◆ Extrait choisi:

++++++++++

Labour / Le Travail
Issue 92 (2023)
Reviews / Comptes rendus
Funké Aladejebi et Michele A. Johnson, Unsettling the Great White North. Black Canadian History (Toronto : University of Toronto Press, 2022)
Né du désir d’offrir une intervention au sujet de la construction de l’État canadien comme un espace géographique et démographique blanc, Unsettling the Great White North. Black Canadian History est une contribution audacieuse à l’historiographie afro-canadienne. Volumineux de plus de 600 pages, l’ouvrage comporte 21 essais d’auteur·e·s aux parcours variés. Les éditrices souhaitent interrompre le mythe de la bienveillance blanche qui est implanté dans l’imaginaire canadien. Pour ce faire, elles sollicitent l’expertise de bon nombre d’intellectuel·le·s. Historien·ne·s, conservatrice d’art, cinéaste, archéologue, avocate : ces représentant·e·s de diverses disciplines livrent un portrait complexe et nuancé de la présence noire sur le sol canadien. Les contributions ne se limitent pas à la reconnaissance de la présence afrodescendante au sein des institutions canadiennes. Au contraire, les essais démontrent que du fait de leur agentivité, les Afro-Canadien·ne·s sont essentiel·le·s dans la création de la nation canadienne et au sein de ces mythes. L’ouvrage se distingue par la pluralité des espaces représentés, la diversité des identités noires qui y sont soulignées, le renouvellement méthodologique proposé ainsi que l’articulation des analyses présentées avec les enjeux du présent.

++++++++++

◆ Données extraites:
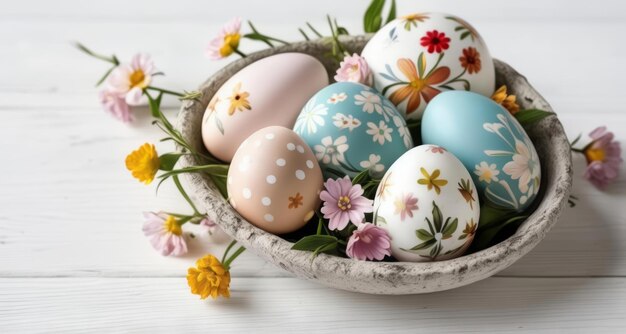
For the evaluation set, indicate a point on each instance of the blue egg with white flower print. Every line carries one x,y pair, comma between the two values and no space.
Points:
491,144
351,127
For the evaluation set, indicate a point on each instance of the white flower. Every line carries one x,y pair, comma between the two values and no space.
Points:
331,151
336,98
380,133
346,122
311,117
370,101
403,130
486,172
373,165
524,166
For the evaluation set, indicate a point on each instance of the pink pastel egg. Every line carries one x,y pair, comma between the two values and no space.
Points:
274,180
270,91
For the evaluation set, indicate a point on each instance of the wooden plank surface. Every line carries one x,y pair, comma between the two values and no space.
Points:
72,255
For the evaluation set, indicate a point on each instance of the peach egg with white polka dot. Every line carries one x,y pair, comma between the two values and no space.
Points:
274,180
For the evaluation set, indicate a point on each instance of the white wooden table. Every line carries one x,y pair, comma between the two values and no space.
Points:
72,254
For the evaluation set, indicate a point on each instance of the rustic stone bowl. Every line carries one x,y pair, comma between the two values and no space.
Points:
392,278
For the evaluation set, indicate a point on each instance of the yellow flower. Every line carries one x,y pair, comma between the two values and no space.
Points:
209,278
507,101
143,163
239,100
431,180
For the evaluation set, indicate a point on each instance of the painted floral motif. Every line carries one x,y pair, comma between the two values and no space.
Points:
418,83
435,41
405,204
469,231
332,151
373,164
336,98
486,172
295,201
238,100
411,20
467,192
438,230
370,101
346,121
470,60
436,149
432,180
380,133
464,28
312,116
523,166
403,131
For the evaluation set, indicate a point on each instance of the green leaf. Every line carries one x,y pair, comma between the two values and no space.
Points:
168,161
437,217
422,234
530,116
450,229
392,12
373,16
220,170
314,242
421,246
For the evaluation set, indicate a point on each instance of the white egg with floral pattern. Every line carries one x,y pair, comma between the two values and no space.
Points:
275,180
428,205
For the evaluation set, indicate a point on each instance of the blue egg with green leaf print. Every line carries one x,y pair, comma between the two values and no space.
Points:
351,127
490,143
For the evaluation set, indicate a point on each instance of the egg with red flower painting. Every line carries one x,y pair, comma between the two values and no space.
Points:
274,180
415,57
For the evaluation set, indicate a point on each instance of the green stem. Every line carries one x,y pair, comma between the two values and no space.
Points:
243,55
184,193
165,91
232,243
233,257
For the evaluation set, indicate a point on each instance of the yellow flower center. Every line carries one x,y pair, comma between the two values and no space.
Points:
171,225
595,154
137,79
344,203
418,84
231,42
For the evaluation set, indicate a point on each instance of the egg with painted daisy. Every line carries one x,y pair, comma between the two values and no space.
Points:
351,127
415,57
270,91
427,203
274,180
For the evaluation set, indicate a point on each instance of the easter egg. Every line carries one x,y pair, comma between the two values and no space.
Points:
428,205
489,142
274,180
270,91
351,127
415,57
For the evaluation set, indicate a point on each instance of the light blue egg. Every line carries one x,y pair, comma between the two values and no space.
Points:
491,144
351,127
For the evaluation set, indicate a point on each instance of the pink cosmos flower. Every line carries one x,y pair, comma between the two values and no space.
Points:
354,69
603,158
226,42
166,235
115,104
344,203
368,242
129,80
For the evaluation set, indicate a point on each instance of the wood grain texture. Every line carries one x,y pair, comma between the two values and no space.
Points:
72,255
268,305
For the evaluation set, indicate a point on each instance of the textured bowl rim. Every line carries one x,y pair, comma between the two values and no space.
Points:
388,277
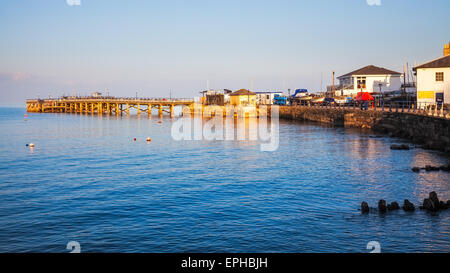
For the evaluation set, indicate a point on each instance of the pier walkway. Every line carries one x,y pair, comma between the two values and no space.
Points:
106,105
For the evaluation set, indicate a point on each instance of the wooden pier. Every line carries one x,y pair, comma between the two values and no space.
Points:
106,105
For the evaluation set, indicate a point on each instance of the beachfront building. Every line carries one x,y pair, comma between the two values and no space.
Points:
216,97
266,98
433,80
243,97
368,79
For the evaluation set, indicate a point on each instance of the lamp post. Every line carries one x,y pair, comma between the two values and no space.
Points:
382,97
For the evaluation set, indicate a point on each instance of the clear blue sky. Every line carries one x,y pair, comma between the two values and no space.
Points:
49,47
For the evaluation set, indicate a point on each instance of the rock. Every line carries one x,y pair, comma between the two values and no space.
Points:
395,206
364,207
400,147
430,168
428,205
445,168
408,206
382,208
434,199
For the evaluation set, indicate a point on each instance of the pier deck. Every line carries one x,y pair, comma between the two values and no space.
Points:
106,105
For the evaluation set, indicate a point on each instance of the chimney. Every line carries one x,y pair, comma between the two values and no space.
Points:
447,49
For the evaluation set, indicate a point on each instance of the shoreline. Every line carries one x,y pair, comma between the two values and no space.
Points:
431,133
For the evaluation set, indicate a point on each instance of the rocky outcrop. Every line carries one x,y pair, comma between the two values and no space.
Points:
408,206
382,208
365,207
433,204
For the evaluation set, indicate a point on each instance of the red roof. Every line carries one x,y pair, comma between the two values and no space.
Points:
438,63
371,70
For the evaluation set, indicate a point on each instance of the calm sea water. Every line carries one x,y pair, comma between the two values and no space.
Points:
88,181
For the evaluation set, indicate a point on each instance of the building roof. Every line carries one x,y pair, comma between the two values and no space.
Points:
242,92
437,63
371,70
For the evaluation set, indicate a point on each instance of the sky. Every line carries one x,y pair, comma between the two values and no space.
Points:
157,48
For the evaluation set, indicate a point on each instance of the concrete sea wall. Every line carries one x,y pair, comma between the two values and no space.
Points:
430,132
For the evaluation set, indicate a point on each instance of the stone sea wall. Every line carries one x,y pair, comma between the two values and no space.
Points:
430,132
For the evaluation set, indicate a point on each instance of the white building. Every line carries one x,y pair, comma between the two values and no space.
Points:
433,81
266,98
368,79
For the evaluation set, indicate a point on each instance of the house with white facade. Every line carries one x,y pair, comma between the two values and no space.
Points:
368,79
266,98
433,81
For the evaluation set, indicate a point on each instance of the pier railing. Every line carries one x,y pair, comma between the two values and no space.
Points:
426,109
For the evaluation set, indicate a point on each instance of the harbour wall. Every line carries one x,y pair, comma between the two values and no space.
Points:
430,132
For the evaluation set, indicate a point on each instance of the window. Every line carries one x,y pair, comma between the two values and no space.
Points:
361,82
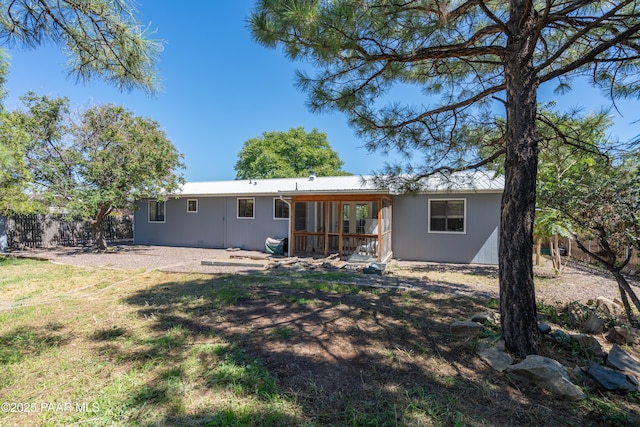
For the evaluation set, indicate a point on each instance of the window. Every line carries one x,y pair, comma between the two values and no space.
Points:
346,218
245,208
362,213
156,211
447,216
280,209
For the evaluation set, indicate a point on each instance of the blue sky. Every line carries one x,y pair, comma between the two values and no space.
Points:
221,88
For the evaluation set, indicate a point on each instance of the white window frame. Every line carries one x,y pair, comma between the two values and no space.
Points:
464,218
276,218
253,199
188,202
164,211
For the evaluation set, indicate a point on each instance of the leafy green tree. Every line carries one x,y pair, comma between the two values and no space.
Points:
601,198
101,38
290,154
475,61
102,162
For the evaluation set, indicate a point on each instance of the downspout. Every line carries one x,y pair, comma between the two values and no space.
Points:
288,227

++++++++++

◆ Énoncé écrit: Recopiez mot pour mot, du début à la fin, le compte rendu sur l'histoire afro-canadienne reproduit plus haut.

◆ Résultat de l'exercice:
Labour / Le Travail
Issue 92 (2023)
Reviews / Comptes rendus
Funké Aladejebi et Michele A. Johnson, Unsettling the Great White North. Black Canadian History (Toronto : University of Toronto Press, 2022)
Né du désir d’offrir une intervention au sujet de la construction de l’État canadien comme un espace géographique et démographique blanc, Unsettling the Great White North. Black Canadian History est une contribution audacieuse à l’historiographie afro-canadienne. Volumineux de plus de 600 pages, l’ouvrage comporte 21 essais d’auteur·e·s aux parcours variés. Les éditrices souhaitent interrompre le mythe de la bienveillance blanche qui est implanté dans l’imaginaire canadien. Pour ce faire, elles sollicitent l’expertise de bon nombre d’intellectuel·le·s. Historien·ne·s, conservatrice d’art, cinéaste, archéologue, avocate : ces représentant·e·s de diverses disciplines livrent un portrait complexe et nuancé de la présence noire sur le sol canadien. Les contributions ne se limitent pas à la reconnaissance de la présence afrodescendante au sein des institutions canadiennes. Au contraire, les essais démontrent que du fait de leur agentivité, les Afro-Canadien·ne·s sont essentiel·le·s dans la création de la nation canadienne et au sein de ces mythes. L’ouvrage se distingue par la pluralité des espaces représentés, la diversité des identités noires qui y sont soulignées, le renouvellement méthodologique proposé ainsi que l’articulation des analyses présentées avec les enjeux du présent.